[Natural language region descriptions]
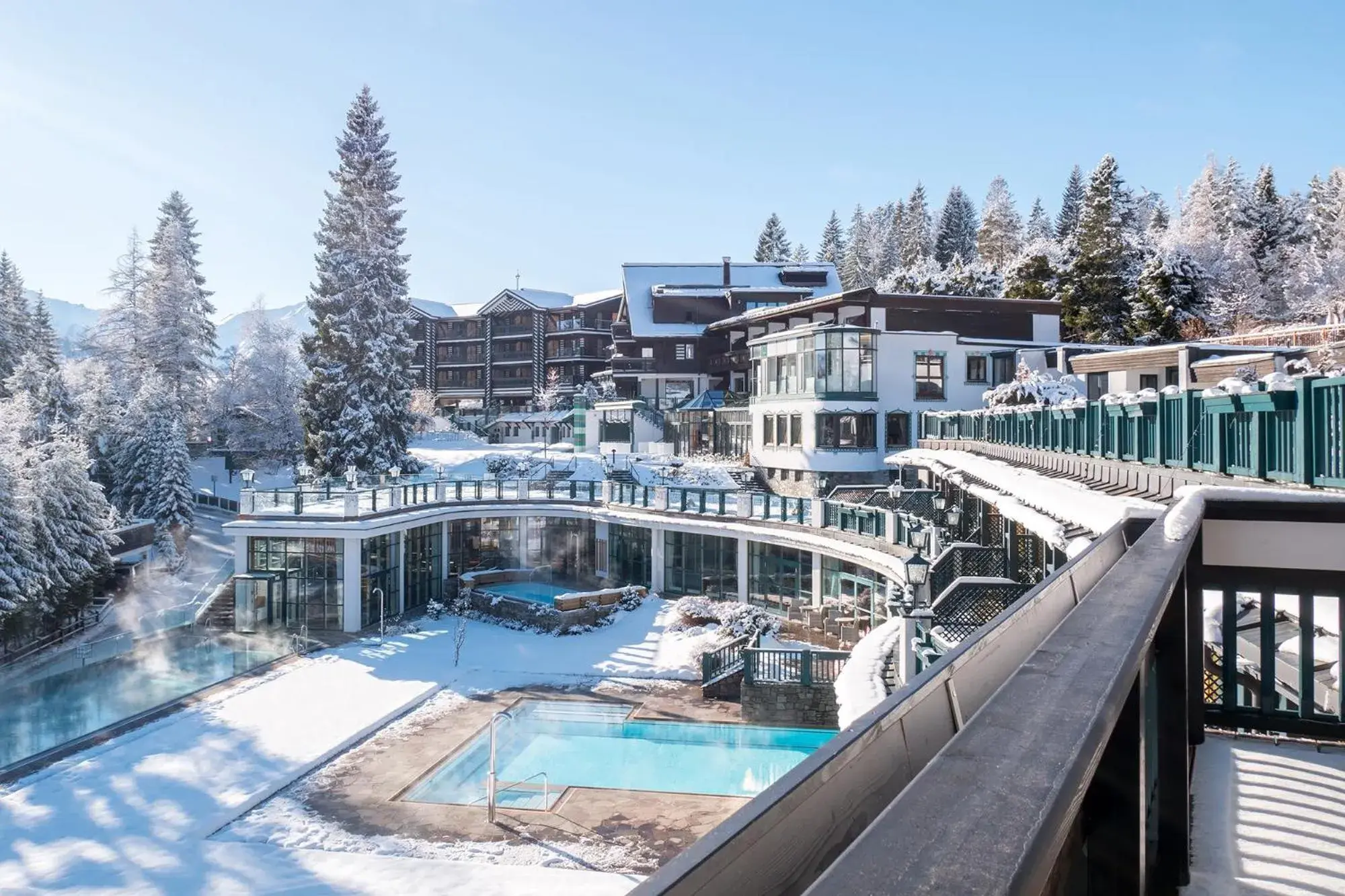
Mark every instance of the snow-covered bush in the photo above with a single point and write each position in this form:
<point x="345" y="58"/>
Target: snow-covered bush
<point x="1034" y="388"/>
<point x="736" y="619"/>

§ Problem description: Transcribe all of the lines above exactly as given. The pictures stay out.

§ Answer:
Mark every instance of the snow-covered bush in the photo above with a single point and write each position in this form:
<point x="345" y="58"/>
Target: snow-covered bush
<point x="1034" y="388"/>
<point x="736" y="619"/>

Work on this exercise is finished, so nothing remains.